* _Stated problem_:
From the text on electing the board below, copy word for word the passage starting at "Name, Province and" and ending at "April 14, 2026.".

* _Text_:
— BEGIN —

The articles of the Corporation provide that the size of the Board must consist of not less than one (1) director and not more than fifteen (15) directors to be elected annually. The Board is presently comprised of four directors. The Board has determined that, in the forthcoming year, the business of the Corporation may be properly conducted by a Board of Directors consisting of four directors and has fixed the size of the Board at four, effective at the close of the Meeting. The Board is also authorized to appoint up to one-third (1/3) of the number of directors elected at the previous annual general meeting of Shareholders.

The persons named in the list which follows are, in the opinion of management, well qualified to direct the Corporation's activities for the ensuing year. They have all confirmed their willingness to serve as directors, if elected. The term of office of each director elected will be until the next annual meeting of the Shareholders or until the position is otherwise vacated.

Unless the proxy specifically instructs the proxyholder to vote against, Common Shares represented by the proxies hereby solicited shall be voted for the election of the nominees whose names are set forth below. Management does not contemplate that any of these proposed nominees will be unable to serve as a director of the Corporation, but if that should occur for any reason prior to the Meeting, the persons designated in the enclosed instrument appointing proxy will have the right to use their discretion in voting for a properly qualified substitute.

Name, Province and Country of Residence Principal Occupation Director Since Current Position(s) with the Corporation Common Shares of the Corporation Owned, Controlled or Directed(1)
Dawson C. Brisco Nova Scotia, Canada President and Chief Executive Officer of the Corporation May 20, 2020 President and Chief Executive Officer and Director 694,500
John P. A. Budreski (2) British Columbia, Canada Executive Chairman of the Corporation; Director and Executive Chairman of EnWave Corporation November 9, 2012 Executive Chairman and Director 4,388,348
Mary C. Ritchie(2)(3) Alberta, Canada President, Richford Holdings Ltd May 20, 2020 Director 1,207,055
Beau N. White (2)(3) British Columbia, Canada Director, Finance and Metal Sales of Royal Gold, Inc. May 25, 2023 Director 195,167

Notes:
(1) The information as to shareholdings was provided by the directors as of April 14, 2026.
(2) Member of the Audit Committee.

— END —

* _Entries_:
— BEGIN —

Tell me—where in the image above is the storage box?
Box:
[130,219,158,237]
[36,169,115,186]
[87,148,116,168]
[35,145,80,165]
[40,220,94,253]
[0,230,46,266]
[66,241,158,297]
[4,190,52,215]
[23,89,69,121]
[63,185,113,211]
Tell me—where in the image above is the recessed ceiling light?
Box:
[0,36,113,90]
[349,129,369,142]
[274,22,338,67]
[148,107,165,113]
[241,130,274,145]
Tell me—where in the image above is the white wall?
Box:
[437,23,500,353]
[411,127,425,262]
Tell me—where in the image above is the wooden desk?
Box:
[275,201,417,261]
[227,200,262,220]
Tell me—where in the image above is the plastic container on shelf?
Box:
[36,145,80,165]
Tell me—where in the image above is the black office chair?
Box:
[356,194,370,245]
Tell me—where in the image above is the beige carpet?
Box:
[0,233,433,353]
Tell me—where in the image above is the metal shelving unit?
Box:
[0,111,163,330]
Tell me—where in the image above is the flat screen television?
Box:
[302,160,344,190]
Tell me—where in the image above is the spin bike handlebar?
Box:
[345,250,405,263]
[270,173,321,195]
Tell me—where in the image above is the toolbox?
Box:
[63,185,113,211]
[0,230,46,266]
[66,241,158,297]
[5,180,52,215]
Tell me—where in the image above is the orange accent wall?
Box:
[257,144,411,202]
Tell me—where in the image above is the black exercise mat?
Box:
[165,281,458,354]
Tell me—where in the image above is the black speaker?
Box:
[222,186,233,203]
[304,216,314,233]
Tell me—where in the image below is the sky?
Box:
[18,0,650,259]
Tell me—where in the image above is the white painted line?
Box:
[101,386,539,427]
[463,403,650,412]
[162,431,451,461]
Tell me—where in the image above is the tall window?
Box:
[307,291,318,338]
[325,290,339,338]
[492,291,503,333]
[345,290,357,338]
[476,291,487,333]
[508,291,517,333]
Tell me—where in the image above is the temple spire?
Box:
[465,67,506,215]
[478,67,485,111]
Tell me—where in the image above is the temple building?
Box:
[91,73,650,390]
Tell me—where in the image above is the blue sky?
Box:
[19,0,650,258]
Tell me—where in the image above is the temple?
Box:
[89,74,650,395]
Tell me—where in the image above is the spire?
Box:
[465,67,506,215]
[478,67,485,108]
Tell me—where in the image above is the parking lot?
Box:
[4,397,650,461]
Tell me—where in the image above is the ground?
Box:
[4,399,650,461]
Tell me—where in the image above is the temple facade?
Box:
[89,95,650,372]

— END —

* _Solution below_:
Name, Province and Country of Residence Principal Occupation Director Since Current Position(s) with the Corporation Common Shares of the Corporation Owned, Controlled or Directed(1)
Dawson C. Brisco Nova Scotia, Canada President and Chief Executive Officer of the Corporation May 20, 2020 President and Chief Executive Officer and Director 694,500
John P. A. Budreski (2) British Columbia, Canada Executive Chairman of the Corporation; Director and Executive Chairman of EnWave Corporation November 9, 2012 Executive Chairman and Director 4,388,348
Mary C. Ritchie(2)(3) Alberta, Canada President, Richford Holdings Ltd May 20, 2020 Director 1,207,055
Beau N. White (2)(3) British Columbia, Canada Director, Finance and Metal Sales of Royal Gold, Inc. May 25, 2023 Director 195,167

Notes:
(1) The information as to shareholdings was provided by the directors as of April 14, 2026.